[Items from a data source]
------

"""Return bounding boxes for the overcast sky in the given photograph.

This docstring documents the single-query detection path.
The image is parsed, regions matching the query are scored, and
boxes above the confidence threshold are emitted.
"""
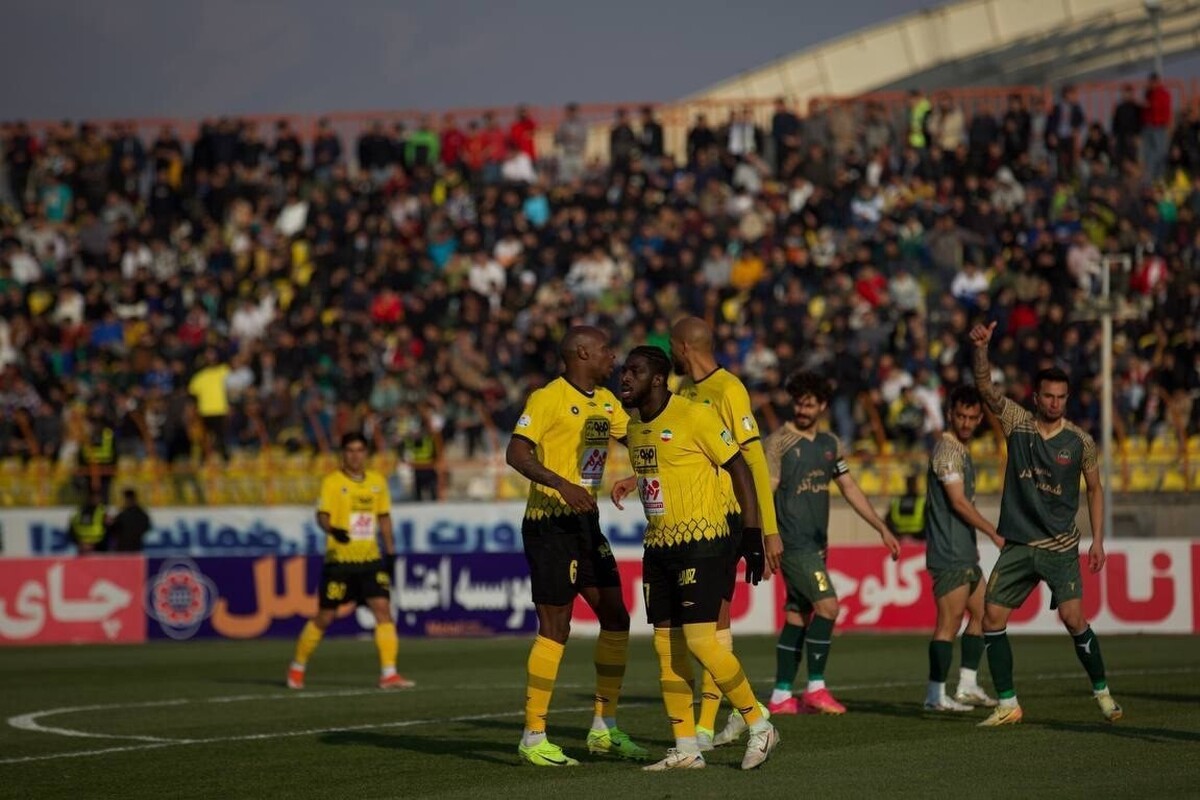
[0,0,1190,119]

------

# The request
Update the lines above by replacing "overcast sky" with "cloudy sky", keeping everything else unchanged. Omit the pictures from your answer.

# Final result
"""Return bounding boxes for the cloudy sky in the given photograph.

This docstring documents the single-query detection path.
The image is parsed, regions matching the query are scored, and
boxes above the confidence threshold are emitted.
"""
[0,0,1190,119]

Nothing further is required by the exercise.